指示 1: かまぼこについての文章によると、食品業界でいう「調合」とは何のことか。
指示 2: かまぼこについての文章を、最後の文のあとから書き進めてください。

選択テキスト:
..............................
かまぼこは地域によって原料の魚も味も違うので全国展開しているのは紀文とほか数社しかないんです。ちょっと大きめの会社でも西日本では売ってないとか西日本だけで売っているとか、そういう差があります。

東日本の人と西日本の人に「安いかまぼこといったら?」と聞いてみると出てくる名前が違いますよ。

−−−開発はどんなお仕事だったんでしょうか

新しい製品の調合を作ったり。あ、調合というのは食品業界でレシピのことを言います。すり身と砂糖と塩をどれぐらい、とかそういうのが調合です。

すり身は通常使っているのでも10種類ぐらいあって、冷凍すり身は10キロの板状なんです。すり身に魚の名前が書いてあるわけではないので、袋の色で判別します。この会社のこのグレードは何色、とか憶えなければなりません。
..............................
抽出レコード:

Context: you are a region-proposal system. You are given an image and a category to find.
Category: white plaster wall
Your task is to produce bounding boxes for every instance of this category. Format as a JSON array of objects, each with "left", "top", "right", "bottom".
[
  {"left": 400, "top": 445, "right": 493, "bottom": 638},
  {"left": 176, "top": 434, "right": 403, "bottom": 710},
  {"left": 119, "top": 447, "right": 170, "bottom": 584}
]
..............................
回答 1: レシピのこと。

回答 2:
−−−すり身のグレードがあるんですか

グレードはあります。スケソウダラのすり身はスケソウダラって言わないんですよ。「工船」と「陸上」。船の上ですり身にしたものと、とってきて陸上の工場ですり身にしたもので等級が違うんです。

「工船」がいいものです。とれてから鮮度がいいまま加工したものが高級なので。そういうもののほうが色が白くて弾力がありますね。高級魚はほとんど工船です。

−−−できあがりの製品の善し悪しは

かまぼこは弾力、歯切れの良さが重視されます。スパッと切れるのは安物。ぐっと耐えてぷちっといくのが高級です。
どういうのがおいしくていいものなのかを理解するのに半年ぐらいかかりました。

かまぼこに関しては高級なのが美味しいわけではないと思いましたね。食べるほうにも経験が求められるというか、かまぼこの味が分かっている人が楽しむものなのかなと思います。

伊達巻きでも魚くさくて、きっとこれが伝統食品の伊達巻きというものなんだろうなというものが高く売っていたり、洋菓子っぽくてふわっとしているのが安かったりします。


山田さんおすすめのカニカマ(後述)

−−−いくらぐらいのを買えばいいですか?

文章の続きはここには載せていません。